[Position identification records]
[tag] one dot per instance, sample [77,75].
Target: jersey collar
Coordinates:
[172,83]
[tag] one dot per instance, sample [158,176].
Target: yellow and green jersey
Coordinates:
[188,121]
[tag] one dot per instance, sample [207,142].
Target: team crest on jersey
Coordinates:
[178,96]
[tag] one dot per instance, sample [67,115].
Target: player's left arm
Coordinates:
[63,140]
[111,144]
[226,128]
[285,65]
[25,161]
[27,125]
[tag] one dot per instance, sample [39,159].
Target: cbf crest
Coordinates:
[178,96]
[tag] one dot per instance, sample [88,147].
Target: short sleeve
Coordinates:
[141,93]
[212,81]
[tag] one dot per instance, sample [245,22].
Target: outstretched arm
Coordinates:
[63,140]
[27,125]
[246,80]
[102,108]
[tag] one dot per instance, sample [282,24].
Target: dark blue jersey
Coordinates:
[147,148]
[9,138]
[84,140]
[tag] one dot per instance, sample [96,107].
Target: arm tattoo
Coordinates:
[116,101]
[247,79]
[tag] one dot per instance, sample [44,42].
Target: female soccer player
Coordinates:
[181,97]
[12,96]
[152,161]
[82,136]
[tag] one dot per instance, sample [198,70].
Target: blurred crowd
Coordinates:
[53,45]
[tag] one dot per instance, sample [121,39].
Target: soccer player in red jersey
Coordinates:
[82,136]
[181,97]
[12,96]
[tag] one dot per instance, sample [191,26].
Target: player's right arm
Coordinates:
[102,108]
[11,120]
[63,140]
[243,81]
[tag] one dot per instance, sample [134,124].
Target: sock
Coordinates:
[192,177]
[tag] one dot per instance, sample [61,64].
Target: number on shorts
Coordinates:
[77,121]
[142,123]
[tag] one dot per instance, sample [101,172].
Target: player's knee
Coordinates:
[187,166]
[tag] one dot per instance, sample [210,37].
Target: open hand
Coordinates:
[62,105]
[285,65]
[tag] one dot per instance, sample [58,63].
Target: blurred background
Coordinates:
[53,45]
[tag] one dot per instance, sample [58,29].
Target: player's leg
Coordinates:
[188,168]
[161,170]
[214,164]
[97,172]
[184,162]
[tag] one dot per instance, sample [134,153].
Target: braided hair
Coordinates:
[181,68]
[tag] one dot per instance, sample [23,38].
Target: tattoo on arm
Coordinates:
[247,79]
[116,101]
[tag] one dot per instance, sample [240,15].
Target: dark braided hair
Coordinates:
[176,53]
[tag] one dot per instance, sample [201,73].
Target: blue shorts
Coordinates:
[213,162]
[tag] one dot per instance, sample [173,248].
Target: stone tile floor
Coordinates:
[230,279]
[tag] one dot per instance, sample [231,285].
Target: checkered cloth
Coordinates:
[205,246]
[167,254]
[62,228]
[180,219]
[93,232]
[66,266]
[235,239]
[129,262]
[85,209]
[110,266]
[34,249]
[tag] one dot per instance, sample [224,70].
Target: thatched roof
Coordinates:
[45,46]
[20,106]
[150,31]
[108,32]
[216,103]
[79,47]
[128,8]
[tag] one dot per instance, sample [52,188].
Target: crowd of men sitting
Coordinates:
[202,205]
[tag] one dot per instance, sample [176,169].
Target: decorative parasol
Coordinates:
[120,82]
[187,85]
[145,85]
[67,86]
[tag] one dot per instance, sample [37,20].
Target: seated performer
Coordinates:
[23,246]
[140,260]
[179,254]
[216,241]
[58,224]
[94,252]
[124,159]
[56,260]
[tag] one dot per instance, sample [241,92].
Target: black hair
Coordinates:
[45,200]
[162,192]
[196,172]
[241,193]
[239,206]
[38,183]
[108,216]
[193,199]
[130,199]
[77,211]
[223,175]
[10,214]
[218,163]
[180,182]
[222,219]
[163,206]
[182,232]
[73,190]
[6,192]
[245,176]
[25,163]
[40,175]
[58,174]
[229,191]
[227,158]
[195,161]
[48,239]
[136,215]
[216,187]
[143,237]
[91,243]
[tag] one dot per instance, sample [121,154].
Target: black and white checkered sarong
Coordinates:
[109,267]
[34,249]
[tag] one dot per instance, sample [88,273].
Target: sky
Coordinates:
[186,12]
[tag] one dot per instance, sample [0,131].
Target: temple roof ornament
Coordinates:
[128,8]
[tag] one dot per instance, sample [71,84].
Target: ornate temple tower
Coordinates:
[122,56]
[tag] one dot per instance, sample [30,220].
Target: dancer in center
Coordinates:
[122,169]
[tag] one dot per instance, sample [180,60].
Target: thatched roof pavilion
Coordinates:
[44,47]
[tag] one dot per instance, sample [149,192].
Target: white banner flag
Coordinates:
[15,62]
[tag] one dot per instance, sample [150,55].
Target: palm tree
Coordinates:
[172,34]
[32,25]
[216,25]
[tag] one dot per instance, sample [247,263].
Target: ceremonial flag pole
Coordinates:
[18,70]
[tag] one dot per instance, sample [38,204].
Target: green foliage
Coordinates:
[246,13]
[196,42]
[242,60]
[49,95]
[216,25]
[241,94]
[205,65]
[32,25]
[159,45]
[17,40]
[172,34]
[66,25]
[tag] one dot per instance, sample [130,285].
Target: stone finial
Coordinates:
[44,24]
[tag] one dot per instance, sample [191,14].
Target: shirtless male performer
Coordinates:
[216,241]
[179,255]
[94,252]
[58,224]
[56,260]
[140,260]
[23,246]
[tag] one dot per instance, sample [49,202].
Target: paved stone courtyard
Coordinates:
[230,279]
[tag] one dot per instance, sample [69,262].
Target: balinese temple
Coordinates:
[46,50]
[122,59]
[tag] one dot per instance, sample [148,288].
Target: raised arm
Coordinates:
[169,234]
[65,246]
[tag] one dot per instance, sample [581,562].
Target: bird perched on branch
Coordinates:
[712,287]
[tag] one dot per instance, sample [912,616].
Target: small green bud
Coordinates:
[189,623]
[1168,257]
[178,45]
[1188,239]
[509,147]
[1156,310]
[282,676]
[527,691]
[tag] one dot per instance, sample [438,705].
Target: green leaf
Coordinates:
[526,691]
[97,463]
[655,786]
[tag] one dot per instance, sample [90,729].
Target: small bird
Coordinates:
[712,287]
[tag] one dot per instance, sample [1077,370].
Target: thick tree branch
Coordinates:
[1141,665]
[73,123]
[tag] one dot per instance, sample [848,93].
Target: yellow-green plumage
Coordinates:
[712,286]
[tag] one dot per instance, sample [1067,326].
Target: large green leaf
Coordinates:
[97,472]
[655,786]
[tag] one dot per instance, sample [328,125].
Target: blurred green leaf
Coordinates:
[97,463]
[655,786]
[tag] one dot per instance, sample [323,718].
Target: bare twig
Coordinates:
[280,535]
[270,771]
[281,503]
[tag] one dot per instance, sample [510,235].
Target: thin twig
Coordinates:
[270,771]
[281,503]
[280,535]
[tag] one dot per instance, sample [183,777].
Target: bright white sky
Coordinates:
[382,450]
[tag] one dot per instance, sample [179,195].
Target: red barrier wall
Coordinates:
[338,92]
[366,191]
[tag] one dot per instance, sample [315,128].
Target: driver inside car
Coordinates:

Task to carry out: Everything from the line containing "[tag] one dot per instance, sample [49,202]." to the end of the records must be written out exactly; include both of those lines and no others.

Full answer:
[tag] one dot per instance, sample [49,202].
Target: paved stone courtyard
Coordinates:
[230,279]
[tag] one dot per instance, sample [69,262].
Target: balinese temple
Coordinates:
[46,50]
[122,59]
[tag] one dot per instance, sample [148,288].
Target: raised arm
Coordinates:
[169,234]
[65,246]
[tag] one dot per instance, sample [581,562].
Target: bird perched on branch
Coordinates:
[712,287]
[tag] one dot per instance, sample [912,616].
Target: small green bud
Coordinates:
[189,623]
[1168,257]
[178,45]
[1188,239]
[509,147]
[1156,310]
[282,676]
[527,691]
[tag] one dot per instance, sample [438,705].
Target: green leaf
Coordinates:
[526,691]
[97,463]
[655,786]
[tag] one dot per instance, sample [90,729].
Target: small bird
Coordinates:
[712,287]
[tag] one dot per instance, sample [1077,370].
Target: thick tree branch
Coordinates:
[1141,665]
[73,123]
[tag] one dot per instance, sample [848,93].
Target: yellow-green plumage
Coordinates:
[712,286]
[tag] one dot per instance, sample [1067,326].
Target: large green leaf
Coordinates:
[97,472]
[655,786]
[tag] one dot per instance, sample [328,125].
Target: blurred green leaf
Coordinates:
[97,463]
[655,786]
[tag] one dot per instance, sample [323,718].
Target: bare twig
Coordinates:
[280,535]
[270,771]
[281,503]
[tag] one dot per instance, sample [510,235].
Target: thin twig
Coordinates:
[270,771]
[281,503]
[280,535]
[tag] one dot per instance, sample [183,777].
Target: bright white sky
Coordinates:
[382,450]
[tag] one dot per instance, sample [179,195].
Target: red barrier wall
Coordinates:
[338,92]
[366,191]
[tag] one dot per instance, sample [315,128].
Target: driver inside car
Coordinates:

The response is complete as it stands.